**Goal**
Summarize the perfume notebook below in two sentences.

— start of Article —

In [1]:
import pandas as pd

df = pd.read_csv("parfums.csv")

In [None]:
#clean ds
def update_type_and_year(row):
    if row['type'].startswith('- '):
        year = row['type'][2:]
        return pd.Series(['Inconnu', year])

    else:
        type_value = row['type'].rstrip(' -')
        return pd.Series([type_value, row.year])
# Apply the function to the DataFrame
df[['type', 'year']] = df.apply(update_type_and_year, axis=1)
df.type.unique()

In [None]:
df.columns

In [None]:
import matplotlib.pyplot as plt

# Group by year and count the number of perfumes
perfumes_by_year = df.groupby('year').size()

# Create a bar plot
perfumes_by_year.plot(kind='bar', color='skyblue')

# Add labels and title
plt.xlabel('Year')
plt.ylabel('Number of Perfumes')
plt.title('Number of Perfumes by Year')

# Show the plot
plt.show()

In [None]:
# Group by gender and count the number of perfumes
perfumes_by_gender = df['gender'].value_counts()

# Create a pie chart
perfumes_by_gender.plot(kind='pie', autopct='%1.1f%%', colors=['lightcoral', 'lightskyblue', 'lightgreen'])

# Add title
plt.title('Distribution of Perfumes by Gender')

# Show the plot
plt.show()

In [None]:
import plotly.express as px

# Create a bar plot
fig = px.bar(df, x='brand', y='name', title='Number of Perfumes by Brand')

# Show the plot
fig.show()

In [7]:
# --- Cell 1: Imports and Data Loading ---
import pandas as pd
import numpy as np
import plotly.figure_factory as ff
import matplotlib.pyplot as plt
import plotly.express as px

# Load data
df = pd.read_csv('parfums.csv')
def clean_type(row):
    type_value = str(row['type']).strip()
    
    # Remove trailing '-'
    if type_value.endswith('-'):
        type_value = type_value[:-1].strip()
    
    # If starts with '-', move to year and set type to 'inconnu'
    if type_value.startswith('-'):
        # Extract the year (assuming it's a 4-digit number)
        try:
            year = int(type_value[1:].strip())
            row['year'] = str(year)
            type_value = 'Inconnu'
        except ValueError:
            # If not a valid year, just set type to 'inconnu'
            type_value = 'Inconnu'
    
    return type_value

# Apply the cleaning function to the 'type' column
df['type'] = df.apply(clean_type, axis=1)

— end of Article —
— start of Stored data —

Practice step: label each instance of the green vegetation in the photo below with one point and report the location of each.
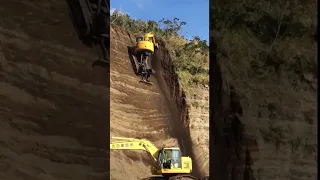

— end of Stored data —

**Full response**
The notebook loads perfume data from parfums.csv with pandas and cleans the type column, moving a value that begins with a dash into the year and setting the type to "Inconnu." It then charts the number of perfumes by year as a bar plot, shows their distribution by gender in a pie chart, and plots perfumes by brand with Plotly, before reloading the data and applying a revised cleaning function to the type column.